+++ VORLIEGENDER TEXT
Generell sind Apps, die Awareness schaffen – für gesundheitsbewusstes Verhalten oder zur Früherkennung und Bildung –, zu begrüßen“, findet Dr. Jörg Tittelbach, Oberarzt an der Klinik für Hautkrankheiten am Universitätsklinikum Jena. Eine App könne die ärztliche Tätigkeit daher durchaus ergänzen und unterstützen, aber sie könne diese nicht ersetzen.

Entscheidend für die Aussagekraft einer Hautkrebs-Screening-App sei vor allem die Datenmenge, die den Algorithmen zugrunde liegt, erklärt Dr. Ralph von Kiedrowski, niedergelassener Dermatologe aus Selters im Westerwald und Vorstandsmitglied des Bundesverbandes der Deutschen Dermatologen (BVDD). „Je mehr Bilder eingespeichert sind, umso höher ist die Spezifität.“

Die Datenbank der Skinvision-App beispielsweise, einer von einem niederländischen Unternehmen entwickelten künstlichen Intelligenz zur Früherkennung von präkanzerösen aktinischen Keratosen, Melanomen, Plattenepithel- und Basalzellkarzinomen via Smartphone umfasst rund 3,5 Mio. Bilder von verdächtigen Hauterkrankungen. Diese wurden zuvor von Dermatologen klassifiziert und dienen als Vergleichsbasis für die vom Nutzer eingespeisten Fotos eigener Hautflecken.
++++++
ARBEITSAUFTRAG 1
Übersetzen Sie diesen Satz aus dem Text über Hautkrebs-Apps ins Englische: „Je mehr Bilder eingespeichert sind, umso höher ist die Spezifität.“
ARBEITSAUFTRAG 2
Erläutern Sie anhand des vorliegenden Texts, warum laut Dr. Ralph von Kiedrowski die Datenmenge für die Aussagekraft einer Hautkrebs-Screening-App entscheidend ist.
+++ BEREITGESTELLTE ZEILEN
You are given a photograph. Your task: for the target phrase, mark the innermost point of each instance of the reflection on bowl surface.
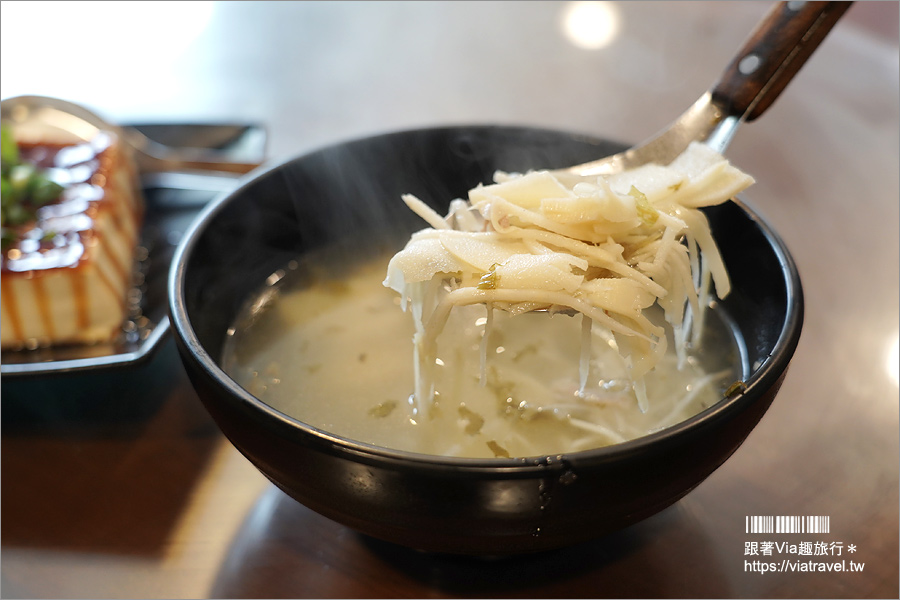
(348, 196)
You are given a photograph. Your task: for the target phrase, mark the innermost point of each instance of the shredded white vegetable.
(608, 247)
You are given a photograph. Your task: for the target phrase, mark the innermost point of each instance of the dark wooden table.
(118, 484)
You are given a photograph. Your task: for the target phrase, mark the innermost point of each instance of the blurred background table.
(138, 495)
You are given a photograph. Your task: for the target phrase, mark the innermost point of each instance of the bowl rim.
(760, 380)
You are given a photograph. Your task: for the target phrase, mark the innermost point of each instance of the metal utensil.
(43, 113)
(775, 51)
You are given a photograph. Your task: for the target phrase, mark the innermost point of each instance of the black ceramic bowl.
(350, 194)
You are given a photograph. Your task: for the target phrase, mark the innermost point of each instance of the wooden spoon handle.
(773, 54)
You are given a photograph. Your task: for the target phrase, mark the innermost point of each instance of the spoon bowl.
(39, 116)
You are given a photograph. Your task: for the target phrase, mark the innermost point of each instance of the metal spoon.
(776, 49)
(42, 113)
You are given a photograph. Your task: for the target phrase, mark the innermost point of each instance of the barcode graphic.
++++++
LÖSUNG 1
The more images are stored, the higher the specificity.

LÖSUNG 2
Die Datenmenge liegt den Algorithmen der App zugrunde. Je mehr Bilder eingespeichert sind, desto höher ist nach seiner Aussage die Spezifität.